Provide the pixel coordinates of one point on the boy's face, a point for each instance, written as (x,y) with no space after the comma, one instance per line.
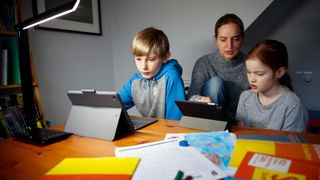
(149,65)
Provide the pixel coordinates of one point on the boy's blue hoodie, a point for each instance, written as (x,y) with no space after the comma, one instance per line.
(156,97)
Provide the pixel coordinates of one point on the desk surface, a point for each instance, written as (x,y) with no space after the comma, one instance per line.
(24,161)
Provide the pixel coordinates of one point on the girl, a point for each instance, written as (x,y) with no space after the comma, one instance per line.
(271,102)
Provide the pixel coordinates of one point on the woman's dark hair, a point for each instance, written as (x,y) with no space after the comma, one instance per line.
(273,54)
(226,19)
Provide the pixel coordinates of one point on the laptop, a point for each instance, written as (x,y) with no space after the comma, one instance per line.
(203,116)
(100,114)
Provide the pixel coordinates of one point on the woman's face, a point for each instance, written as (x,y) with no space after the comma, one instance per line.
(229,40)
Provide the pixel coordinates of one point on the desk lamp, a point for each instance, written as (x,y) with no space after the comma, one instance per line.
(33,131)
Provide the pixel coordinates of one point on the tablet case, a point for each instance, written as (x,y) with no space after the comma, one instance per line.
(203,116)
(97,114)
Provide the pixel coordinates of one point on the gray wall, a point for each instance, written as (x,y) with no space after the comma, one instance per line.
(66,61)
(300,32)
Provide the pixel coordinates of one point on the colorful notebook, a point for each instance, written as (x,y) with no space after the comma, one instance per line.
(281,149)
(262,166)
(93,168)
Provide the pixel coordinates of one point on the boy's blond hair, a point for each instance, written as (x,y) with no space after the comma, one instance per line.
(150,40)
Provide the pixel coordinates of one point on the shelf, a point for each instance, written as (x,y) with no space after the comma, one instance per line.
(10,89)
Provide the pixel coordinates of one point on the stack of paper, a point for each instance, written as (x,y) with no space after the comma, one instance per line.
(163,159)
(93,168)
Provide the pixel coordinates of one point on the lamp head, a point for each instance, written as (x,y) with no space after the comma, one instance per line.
************
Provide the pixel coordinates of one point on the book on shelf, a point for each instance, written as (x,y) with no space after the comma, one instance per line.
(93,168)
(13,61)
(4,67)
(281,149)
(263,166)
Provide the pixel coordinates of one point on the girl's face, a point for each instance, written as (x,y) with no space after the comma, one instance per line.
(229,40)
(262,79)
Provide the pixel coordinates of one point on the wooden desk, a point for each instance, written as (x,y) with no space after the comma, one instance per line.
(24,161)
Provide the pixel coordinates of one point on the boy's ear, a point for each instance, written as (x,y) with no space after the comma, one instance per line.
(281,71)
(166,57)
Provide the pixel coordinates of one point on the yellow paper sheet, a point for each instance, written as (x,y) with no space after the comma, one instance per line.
************
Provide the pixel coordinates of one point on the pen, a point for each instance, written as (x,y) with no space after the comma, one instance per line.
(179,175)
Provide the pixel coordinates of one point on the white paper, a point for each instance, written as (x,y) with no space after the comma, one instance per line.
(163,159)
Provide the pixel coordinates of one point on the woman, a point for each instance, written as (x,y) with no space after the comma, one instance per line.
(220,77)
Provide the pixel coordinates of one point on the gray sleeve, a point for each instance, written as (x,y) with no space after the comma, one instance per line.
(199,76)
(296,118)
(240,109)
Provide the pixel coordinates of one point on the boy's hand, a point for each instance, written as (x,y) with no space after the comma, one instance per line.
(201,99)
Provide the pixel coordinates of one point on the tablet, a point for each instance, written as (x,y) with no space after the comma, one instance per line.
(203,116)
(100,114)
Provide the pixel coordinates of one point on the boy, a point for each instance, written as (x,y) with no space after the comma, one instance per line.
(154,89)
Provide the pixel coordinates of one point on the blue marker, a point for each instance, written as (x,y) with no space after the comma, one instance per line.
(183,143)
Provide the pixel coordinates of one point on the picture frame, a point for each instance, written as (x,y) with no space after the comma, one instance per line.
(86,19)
************
▶ _Work to complete_:
Reproduce the records starting with the line containing "Provide the pixel coordinates of one point on the wooden" and going on through the line containing "Provide the pixel coordinates of one point on the yellow", replacing "boy's ear" with "boy's left ear" and leaving everything else unchanged.

▶ _Solution to this task_:
Provide the pixel coordinates of one point on the wooden desk, a point for each instance, written as (x,y) with no space after the comma, one instance per line.
(24,161)
Provide the pixel coordinates of one point on the boy's left ear, a point for each instance, written as (x,y) with no space after the comma, one instance per line.
(281,71)
(166,57)
Provide the pixel coordinates of one point on the yellow paper sheet, a point for each instance, written as (x,y) with no space after the comma, one instance per line.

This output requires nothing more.